• SELECTION
Root Cause: Some tables (like AbpAuditLogs, AbpEntityChanges, AbpEntityPropertyChanges) can contain massive amounts of data that cause timeout or memory issues during bulk import on Mac M3 with Docker SQL Server.

Solution: Manually Remove Large Table Data from BACPAC

Since BACPAC is essentially a ZIP file, you can extract it, remove problematic table data, and re-package it.

Step-by-Step Process
# Navigate to your BACPAC location
cd ~/Downloads

# Remove previous folders if they exist
rm -rf ESOLAut0mater_Modified.bacpac
rm -rf bacpac_extracted

# Unzip the BACPAC
unzip YourDatabase.bacpac -d bacpac_extracted

# Navigate to the Data folder
cd bacpac_extracted/Data

# Remove the large table data files (BCP files contain the actual data)
# Common problematic tables (adjust based on your error messages):
rm -rf dbo.AbpAuditLogs/*.BCP
rm -rf dbo.AbpEntityChanges/*.BCP
rm -rf dbo.AbpEntityPropertyChanges/*.BCP

# Add more tables if needed:
# rm -rf dbo.YourLargeTable/*.BCP

# Return to parent directory and re-zip
cd ..

• SHORT EXERCISE 1
In the BACPAC troubleshooting text, rewrite the stretch from "Root Cause: Some" through "Docker SQL Server.", substituting "Windows 11" for "Mac M3".
• SHORT EXERCISE 2
Answer these questions from the BACPAC troubleshooting text:
(a) According to the text, what is a BACPAC essentially?
(b) Which files contain the actual table data?
(c) After unzipping, which folder does the process navigate into?

• STORED DATA
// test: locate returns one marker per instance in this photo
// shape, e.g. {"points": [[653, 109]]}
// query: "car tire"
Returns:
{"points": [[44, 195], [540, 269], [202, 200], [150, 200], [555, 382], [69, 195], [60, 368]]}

• SOLUTION 1
Root Cause: Some tables (like AbpAuditLogs, AbpEntityChanges, AbpEntityPropertyChanges) can contain massive amounts of data that cause timeout or memory issues during bulk import on Windows 11 with Docker SQL Server.

• SOLUTION 2
(a) A ZIP file.
(b) BCP files.
(c) bacpac_extracted/Data